## [STATED EXERCISE]
Write each line exactly as it stands, from the line containing "of the snow-covered" through the end of the data.

## [RECORDS FOR PROCESSING]
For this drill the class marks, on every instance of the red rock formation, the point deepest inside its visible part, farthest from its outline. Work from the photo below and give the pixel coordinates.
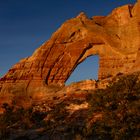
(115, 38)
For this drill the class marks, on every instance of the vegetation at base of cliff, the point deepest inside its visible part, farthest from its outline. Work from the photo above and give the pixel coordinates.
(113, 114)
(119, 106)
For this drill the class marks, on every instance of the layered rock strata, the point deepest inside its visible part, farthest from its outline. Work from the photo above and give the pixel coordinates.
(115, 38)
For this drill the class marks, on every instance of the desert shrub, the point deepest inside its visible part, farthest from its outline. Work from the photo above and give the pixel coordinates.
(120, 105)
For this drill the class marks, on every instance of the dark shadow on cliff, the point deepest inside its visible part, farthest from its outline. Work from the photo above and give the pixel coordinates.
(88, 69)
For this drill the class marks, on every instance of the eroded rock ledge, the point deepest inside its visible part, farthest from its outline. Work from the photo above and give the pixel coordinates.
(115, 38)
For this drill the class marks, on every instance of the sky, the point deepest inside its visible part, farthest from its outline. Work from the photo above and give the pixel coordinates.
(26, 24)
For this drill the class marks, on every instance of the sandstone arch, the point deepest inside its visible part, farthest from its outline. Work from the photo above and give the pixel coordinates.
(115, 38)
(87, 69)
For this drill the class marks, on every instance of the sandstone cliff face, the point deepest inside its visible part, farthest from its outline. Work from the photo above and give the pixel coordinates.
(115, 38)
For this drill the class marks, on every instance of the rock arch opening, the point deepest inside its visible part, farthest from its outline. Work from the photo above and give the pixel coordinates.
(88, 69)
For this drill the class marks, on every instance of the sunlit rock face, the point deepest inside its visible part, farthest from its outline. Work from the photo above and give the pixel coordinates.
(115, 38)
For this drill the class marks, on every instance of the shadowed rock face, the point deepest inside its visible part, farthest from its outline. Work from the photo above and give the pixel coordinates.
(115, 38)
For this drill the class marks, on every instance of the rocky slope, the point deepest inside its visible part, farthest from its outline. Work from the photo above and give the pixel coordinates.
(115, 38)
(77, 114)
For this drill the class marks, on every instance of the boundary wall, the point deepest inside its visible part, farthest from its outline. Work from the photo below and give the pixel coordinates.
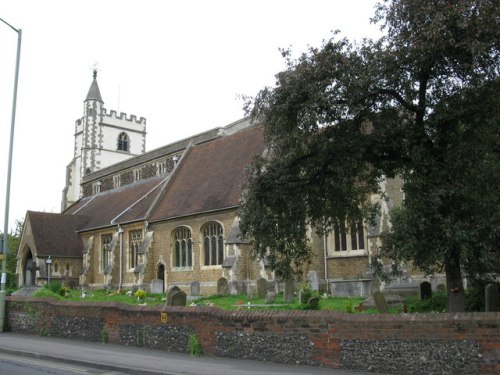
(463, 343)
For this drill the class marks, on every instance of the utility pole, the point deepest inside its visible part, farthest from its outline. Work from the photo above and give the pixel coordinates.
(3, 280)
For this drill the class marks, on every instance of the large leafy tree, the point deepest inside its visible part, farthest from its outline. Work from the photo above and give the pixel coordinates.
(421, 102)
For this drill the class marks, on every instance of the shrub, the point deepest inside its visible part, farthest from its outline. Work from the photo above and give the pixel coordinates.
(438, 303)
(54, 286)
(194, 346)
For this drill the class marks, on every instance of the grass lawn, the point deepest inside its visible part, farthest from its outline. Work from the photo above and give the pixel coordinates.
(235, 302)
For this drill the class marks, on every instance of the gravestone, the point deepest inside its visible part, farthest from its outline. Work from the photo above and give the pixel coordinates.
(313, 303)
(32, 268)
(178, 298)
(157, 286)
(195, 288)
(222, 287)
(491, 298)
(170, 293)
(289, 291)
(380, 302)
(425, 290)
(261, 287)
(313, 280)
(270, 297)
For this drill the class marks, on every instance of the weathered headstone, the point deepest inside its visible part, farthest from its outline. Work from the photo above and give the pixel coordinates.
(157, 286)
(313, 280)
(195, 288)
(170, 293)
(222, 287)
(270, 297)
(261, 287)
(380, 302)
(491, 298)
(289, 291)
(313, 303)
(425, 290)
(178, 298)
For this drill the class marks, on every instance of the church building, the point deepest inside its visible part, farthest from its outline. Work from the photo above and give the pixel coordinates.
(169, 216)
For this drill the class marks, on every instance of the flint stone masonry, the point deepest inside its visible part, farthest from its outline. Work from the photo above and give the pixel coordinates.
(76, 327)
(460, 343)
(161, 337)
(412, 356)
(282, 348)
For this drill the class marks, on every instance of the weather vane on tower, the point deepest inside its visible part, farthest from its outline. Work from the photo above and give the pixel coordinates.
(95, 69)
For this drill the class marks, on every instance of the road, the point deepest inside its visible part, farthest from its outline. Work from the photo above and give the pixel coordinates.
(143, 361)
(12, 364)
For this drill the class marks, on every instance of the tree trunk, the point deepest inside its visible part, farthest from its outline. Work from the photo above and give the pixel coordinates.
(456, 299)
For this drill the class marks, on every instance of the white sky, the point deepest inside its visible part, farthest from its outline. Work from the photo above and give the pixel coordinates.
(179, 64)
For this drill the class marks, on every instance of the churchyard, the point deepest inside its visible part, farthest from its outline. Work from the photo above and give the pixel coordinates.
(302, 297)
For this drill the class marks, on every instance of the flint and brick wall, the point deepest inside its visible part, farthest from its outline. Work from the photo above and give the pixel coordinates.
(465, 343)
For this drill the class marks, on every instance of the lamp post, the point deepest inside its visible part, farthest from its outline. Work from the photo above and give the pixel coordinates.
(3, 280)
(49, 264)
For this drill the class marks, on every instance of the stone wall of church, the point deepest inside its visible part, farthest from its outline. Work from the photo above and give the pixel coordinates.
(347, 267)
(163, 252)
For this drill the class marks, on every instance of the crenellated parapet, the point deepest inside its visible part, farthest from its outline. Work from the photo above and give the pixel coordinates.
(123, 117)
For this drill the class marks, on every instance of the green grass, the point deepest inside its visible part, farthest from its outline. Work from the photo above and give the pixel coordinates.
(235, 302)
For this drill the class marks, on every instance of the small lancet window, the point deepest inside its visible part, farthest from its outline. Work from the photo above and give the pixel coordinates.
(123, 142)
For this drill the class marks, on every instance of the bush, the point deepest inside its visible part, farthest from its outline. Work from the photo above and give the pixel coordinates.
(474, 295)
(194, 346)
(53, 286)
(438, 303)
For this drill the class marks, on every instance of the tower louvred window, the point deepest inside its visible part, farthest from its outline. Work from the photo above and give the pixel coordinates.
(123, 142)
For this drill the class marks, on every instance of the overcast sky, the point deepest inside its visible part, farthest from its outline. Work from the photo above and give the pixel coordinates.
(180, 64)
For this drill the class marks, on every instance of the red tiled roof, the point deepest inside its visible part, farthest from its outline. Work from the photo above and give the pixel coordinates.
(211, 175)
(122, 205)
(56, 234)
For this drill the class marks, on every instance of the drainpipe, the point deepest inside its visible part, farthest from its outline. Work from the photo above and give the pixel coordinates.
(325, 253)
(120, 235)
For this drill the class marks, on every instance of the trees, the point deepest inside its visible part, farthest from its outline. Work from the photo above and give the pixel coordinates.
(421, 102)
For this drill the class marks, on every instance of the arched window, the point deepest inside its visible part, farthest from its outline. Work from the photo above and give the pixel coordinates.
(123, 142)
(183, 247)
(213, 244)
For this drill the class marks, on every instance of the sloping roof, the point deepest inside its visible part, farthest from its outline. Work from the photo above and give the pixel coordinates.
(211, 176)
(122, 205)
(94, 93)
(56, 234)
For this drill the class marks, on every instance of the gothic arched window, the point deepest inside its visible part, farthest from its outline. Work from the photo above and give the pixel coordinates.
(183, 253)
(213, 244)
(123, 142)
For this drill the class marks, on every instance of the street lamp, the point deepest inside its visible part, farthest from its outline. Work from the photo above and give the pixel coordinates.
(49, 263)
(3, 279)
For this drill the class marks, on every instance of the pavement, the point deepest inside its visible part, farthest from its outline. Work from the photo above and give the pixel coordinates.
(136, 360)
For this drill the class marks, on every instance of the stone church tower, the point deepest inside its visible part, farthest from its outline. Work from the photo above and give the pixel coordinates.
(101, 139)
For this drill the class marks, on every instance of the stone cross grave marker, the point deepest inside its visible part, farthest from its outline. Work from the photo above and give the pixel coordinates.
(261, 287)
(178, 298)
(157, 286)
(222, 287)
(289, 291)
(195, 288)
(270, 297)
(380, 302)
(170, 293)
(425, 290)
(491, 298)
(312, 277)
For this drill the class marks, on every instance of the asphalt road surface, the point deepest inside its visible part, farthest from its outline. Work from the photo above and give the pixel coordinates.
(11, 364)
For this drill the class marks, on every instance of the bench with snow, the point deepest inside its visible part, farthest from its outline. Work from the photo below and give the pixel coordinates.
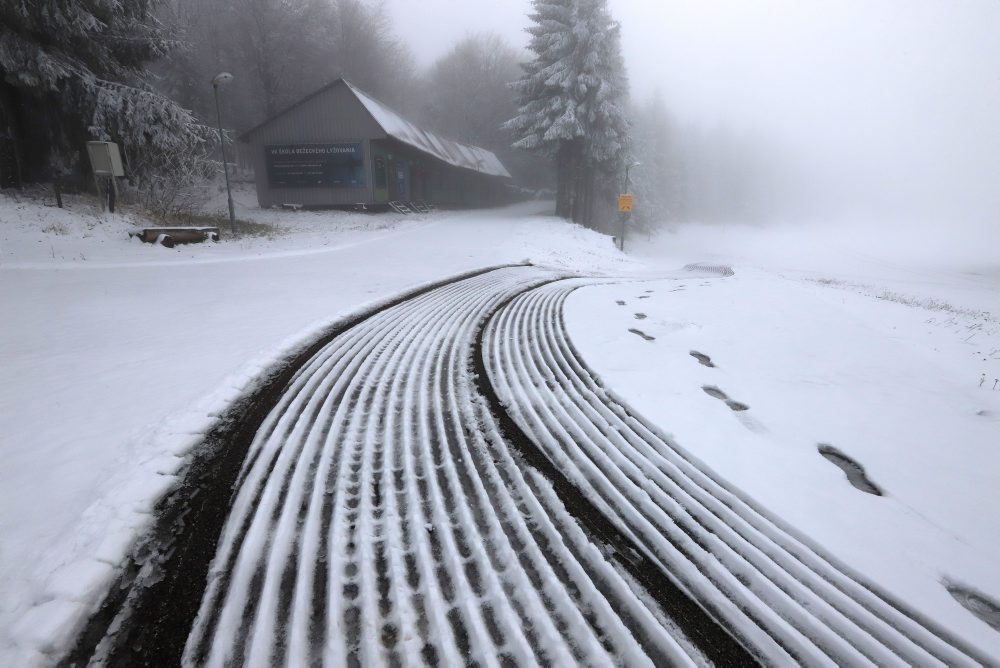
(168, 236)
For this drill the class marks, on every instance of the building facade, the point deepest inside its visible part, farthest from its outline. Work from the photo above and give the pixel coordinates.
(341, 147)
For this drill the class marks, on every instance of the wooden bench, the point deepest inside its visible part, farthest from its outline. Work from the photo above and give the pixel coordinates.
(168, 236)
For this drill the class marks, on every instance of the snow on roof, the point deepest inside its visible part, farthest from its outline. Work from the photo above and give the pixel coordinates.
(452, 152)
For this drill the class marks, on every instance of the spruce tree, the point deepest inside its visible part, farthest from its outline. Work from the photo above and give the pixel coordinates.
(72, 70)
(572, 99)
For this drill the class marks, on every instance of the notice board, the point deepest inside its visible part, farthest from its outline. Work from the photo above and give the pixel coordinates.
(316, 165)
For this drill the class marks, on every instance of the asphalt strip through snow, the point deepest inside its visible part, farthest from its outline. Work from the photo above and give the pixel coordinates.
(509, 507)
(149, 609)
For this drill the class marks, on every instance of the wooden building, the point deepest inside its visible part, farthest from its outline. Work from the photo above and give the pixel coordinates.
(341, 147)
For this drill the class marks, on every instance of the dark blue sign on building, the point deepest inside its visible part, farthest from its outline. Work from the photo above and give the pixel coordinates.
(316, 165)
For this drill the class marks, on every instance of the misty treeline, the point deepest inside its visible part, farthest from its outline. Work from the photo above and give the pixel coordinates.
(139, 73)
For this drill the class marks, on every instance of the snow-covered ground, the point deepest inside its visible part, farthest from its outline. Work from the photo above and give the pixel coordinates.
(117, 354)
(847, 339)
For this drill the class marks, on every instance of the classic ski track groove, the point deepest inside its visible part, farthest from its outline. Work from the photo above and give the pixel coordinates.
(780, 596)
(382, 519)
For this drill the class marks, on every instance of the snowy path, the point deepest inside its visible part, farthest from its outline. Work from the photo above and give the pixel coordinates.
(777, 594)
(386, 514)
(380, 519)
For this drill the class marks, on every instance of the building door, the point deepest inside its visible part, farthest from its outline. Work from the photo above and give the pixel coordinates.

## [OUTPUT BELOW]
For this drill the class marks, on every instance of the snow-covered ground, the point deepest inside its visible part, farthest from its outline. Work from the photo above and give the pixel coordinates.
(117, 354)
(847, 339)
For this drill the class marks, on every instance of the classic ski track groove, the point deepest inside its visible part, farthest from its outline. Work from the photo above and give the pixel coordinates.
(780, 596)
(382, 519)
For this drill the class marks, on every instance of the snowy path, the point deepest inside its visible part, farthest from its outline. Work from the photo above and give the pixel coordinates.
(777, 594)
(386, 514)
(380, 519)
For this drill the class marks, on every instance of the building door, the point deepest inside its visible part, farthest from its outline. Work from the photo above and give the pixel coordinates.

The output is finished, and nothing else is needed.